Observe that the gold labels are still rather dirty or ambiguous. E.g., 'test automation engineer' is classified as a 'Computer Systems Analyst', which does not seem right.

In [68]:
df_train[df_train['Group'] == 'Blue Collar'].head(30)

Unnamed: 0,Title,Code,Group,Occupation
21,imaging tech aide,29-1141.00,Blue Collar,Registered Nurses
25,rn bonus hiring event july schedule your inter...,29-1141.00,Blue Collar,Registered Nurses
32,general technician,49-9071.00,Blue Collar,"Maintenance and Repair Workers, General"
36,food service technician,31-1014.00,Blue Collar,Nursing Assistants
51,psychiatric nurse rn,29-1141.00,Blue Collar,Registered Nurses
53,lpn outpatient inova urgent care full,29-1141.00,Blue Collar,Registered Nurses
60,engineer ft,49-9071.00,Blue Collar,"Maintenance and Repair Workers, General"
66,lpn health,29-1141.00,Blue Collar,Registered Nurses
68,maintenance technician lawyers,49-9071.00,Blue Collar,"Maintenance and Repair Workers, General"
71,dining nutrition support assoc nrv med ctr,29-1141.00,Blue Collar,Registered Nurses


### Class imbalance for occupation groups

In [51]:
groups_statistics_df = (
    df_train.groupby(by="Group")["Title"]
    .agg(
        [
            ("count", lambda x: x.size),
            ("mean_length", lambda x: x.str.len().mean()),
            ("max_length", lambda x: x.str.len().max()),
            ("min_length", lambda x: x.str.len().min()),
        ]
    )
    .reset_index()
    .sort_values(by="count", ascending=False)
)
groups_statistics_df

Unnamed: 0,Group,count,mean_length,max_length,min_length
2,Developer,3698,33.232829,209,6
3,Manager,3081,33.911392,119,4
0,Analyst,3056,34.365838,109,6
1,Blue Collar,2263,33.229783,174,4


In [62]:
fig = px.pie(
    data_frame=groups_statistics_df,
    names="Group",
    values="count",
    color_discrete_sequence=palette,
    title="Group Percentages",
    width=800,
    height=500,
)

# # # # #

§ **TASK SET**:
(a) Why does the notebook excerpt call the gold labels still dirty or ambiguous? Answer in one to three sentences.
(b) Write out the part of the notebook excerpt between "Observe that the" and "not seem right.", inclusive, without changing anything.

§ **DATASET**:
# # # # #

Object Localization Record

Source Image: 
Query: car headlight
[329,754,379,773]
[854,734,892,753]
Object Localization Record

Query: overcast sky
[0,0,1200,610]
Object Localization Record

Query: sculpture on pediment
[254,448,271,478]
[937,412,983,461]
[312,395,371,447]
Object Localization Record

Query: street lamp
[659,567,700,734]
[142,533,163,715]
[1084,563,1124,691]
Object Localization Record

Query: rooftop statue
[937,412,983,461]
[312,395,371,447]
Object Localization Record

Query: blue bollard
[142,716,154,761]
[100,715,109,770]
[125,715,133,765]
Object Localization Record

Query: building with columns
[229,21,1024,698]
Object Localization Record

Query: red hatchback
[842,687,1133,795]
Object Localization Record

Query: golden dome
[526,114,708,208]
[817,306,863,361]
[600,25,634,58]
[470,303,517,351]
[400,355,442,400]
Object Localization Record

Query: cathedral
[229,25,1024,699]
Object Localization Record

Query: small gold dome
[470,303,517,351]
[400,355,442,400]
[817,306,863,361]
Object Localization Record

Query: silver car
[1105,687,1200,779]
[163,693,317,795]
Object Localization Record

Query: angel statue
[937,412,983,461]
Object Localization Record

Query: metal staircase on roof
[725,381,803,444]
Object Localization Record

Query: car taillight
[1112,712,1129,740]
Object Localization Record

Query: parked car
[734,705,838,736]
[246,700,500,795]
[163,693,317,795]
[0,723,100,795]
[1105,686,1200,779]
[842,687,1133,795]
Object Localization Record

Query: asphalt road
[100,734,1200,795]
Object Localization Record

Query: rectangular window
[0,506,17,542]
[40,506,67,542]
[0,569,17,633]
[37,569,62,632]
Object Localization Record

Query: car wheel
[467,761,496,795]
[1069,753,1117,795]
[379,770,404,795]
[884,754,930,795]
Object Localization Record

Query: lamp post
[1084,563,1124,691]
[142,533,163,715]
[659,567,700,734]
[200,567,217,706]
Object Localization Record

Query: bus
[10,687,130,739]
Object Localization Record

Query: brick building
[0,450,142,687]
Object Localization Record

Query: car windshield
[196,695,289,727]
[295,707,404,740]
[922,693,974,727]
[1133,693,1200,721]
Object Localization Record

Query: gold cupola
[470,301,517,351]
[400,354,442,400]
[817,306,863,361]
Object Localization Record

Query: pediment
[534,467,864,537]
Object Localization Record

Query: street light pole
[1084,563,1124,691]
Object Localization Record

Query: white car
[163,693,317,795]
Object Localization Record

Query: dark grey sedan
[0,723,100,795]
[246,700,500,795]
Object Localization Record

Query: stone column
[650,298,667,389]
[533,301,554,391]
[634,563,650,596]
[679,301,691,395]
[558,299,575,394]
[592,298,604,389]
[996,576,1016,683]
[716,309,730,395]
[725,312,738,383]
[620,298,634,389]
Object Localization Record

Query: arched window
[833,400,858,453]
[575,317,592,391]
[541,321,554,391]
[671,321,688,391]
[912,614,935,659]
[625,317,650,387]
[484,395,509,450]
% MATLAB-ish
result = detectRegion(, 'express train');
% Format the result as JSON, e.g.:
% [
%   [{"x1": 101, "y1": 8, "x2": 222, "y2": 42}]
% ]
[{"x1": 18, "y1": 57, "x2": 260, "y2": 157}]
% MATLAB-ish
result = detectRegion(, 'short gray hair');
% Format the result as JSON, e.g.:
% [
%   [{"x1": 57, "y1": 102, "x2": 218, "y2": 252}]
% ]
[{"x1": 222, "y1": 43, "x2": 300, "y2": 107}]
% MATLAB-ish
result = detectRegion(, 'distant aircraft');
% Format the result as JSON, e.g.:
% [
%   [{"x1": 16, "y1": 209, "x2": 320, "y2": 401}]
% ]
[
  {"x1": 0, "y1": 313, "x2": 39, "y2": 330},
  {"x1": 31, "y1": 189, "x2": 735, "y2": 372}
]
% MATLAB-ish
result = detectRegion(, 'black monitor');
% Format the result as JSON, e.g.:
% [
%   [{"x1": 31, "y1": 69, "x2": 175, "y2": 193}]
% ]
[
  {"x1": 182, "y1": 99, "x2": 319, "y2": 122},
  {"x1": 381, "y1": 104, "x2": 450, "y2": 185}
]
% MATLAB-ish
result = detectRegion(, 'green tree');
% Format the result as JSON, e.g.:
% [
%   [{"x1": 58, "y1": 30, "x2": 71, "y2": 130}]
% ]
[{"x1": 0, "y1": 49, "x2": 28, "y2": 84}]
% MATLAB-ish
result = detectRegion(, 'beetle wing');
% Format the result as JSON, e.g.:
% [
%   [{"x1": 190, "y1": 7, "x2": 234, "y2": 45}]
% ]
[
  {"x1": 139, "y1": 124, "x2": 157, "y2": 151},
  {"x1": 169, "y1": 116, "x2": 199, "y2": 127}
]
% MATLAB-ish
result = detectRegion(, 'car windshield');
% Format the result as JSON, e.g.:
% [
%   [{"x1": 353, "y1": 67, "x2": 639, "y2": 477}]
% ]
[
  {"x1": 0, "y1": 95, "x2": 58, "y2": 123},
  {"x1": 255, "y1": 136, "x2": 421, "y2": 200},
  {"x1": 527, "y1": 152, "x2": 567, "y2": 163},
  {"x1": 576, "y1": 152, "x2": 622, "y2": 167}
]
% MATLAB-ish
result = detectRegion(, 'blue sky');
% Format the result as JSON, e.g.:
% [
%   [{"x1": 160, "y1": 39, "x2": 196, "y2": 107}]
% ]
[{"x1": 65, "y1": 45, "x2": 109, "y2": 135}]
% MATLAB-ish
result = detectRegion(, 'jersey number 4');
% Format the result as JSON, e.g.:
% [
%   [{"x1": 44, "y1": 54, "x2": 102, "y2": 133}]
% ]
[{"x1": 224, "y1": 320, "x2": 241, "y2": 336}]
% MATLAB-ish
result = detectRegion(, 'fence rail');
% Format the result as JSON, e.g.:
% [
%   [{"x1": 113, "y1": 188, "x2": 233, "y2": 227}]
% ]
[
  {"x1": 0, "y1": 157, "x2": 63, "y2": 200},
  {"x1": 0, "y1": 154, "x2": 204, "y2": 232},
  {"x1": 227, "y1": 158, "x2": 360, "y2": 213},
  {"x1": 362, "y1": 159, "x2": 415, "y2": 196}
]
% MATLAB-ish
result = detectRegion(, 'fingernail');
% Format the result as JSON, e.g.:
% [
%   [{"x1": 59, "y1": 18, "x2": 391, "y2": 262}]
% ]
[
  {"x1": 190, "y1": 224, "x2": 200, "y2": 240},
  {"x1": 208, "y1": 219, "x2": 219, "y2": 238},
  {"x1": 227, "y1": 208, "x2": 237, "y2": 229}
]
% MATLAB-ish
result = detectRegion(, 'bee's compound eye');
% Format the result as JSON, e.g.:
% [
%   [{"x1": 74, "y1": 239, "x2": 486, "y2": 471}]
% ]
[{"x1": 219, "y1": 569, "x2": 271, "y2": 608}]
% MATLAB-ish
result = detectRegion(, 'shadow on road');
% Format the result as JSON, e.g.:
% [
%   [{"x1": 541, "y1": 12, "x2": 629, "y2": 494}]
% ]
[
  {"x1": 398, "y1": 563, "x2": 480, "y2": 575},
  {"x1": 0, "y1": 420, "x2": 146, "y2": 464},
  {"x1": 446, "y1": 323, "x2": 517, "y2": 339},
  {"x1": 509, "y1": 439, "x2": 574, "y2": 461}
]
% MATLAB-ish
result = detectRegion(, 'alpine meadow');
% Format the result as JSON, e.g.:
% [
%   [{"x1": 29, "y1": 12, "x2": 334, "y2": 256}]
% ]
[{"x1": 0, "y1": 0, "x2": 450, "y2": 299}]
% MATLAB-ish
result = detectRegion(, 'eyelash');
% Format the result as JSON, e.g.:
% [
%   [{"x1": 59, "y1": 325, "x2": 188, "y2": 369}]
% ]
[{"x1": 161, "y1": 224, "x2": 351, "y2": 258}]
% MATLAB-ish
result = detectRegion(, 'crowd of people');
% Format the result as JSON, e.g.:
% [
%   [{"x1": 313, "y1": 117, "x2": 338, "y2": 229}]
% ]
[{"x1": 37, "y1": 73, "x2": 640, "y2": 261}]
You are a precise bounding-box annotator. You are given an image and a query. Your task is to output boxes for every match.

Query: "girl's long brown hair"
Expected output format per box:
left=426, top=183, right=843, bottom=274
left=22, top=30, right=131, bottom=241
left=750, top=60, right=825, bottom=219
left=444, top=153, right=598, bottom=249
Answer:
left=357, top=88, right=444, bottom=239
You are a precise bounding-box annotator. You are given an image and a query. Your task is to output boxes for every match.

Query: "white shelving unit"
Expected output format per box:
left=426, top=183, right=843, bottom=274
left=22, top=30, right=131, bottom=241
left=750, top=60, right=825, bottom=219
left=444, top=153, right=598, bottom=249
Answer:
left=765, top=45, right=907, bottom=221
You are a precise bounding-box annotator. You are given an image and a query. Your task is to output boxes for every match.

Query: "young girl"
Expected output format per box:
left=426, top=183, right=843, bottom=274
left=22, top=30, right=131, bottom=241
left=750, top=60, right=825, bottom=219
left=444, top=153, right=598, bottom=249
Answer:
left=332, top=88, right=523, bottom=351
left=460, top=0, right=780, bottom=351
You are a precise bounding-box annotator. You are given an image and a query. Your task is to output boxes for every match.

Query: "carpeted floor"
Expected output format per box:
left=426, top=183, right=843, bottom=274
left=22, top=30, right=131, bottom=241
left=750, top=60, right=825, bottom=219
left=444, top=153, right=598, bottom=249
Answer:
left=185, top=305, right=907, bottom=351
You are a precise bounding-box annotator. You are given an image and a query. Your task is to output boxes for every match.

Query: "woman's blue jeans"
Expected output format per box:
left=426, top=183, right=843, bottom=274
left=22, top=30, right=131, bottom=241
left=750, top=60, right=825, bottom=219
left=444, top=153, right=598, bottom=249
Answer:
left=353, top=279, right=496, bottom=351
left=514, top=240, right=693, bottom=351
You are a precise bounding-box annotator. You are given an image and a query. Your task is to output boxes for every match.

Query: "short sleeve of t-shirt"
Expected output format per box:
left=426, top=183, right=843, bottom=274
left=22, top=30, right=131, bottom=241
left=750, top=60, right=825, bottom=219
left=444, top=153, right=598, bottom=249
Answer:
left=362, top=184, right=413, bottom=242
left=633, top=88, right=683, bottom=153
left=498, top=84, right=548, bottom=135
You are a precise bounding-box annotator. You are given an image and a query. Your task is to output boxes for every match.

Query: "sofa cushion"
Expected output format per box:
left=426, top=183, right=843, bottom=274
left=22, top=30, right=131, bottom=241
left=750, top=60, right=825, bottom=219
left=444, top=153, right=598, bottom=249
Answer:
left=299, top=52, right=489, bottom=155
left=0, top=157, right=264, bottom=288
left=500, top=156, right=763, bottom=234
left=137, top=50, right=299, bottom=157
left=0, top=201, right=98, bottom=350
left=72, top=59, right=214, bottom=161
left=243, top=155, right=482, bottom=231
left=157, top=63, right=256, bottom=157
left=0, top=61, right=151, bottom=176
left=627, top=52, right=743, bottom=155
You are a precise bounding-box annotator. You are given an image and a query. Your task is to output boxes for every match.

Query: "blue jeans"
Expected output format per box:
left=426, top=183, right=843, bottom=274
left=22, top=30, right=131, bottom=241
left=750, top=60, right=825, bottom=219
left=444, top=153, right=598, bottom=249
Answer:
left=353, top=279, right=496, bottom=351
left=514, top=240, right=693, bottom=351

# # # # #

§ **ANSWERS TO THE EXERCISE**:
(a) Some job titles carry class labels that do not fit them. For example, 'test automation engineer' is classified as a 'Computer Systems Analyst', which the text says does not seem right.

(b)
Observe that the gold labels are still rather dirty or ambiguous. E.g., 'test automation engineer' is classified as a 'Computer Systems Analyst', which does not seem right.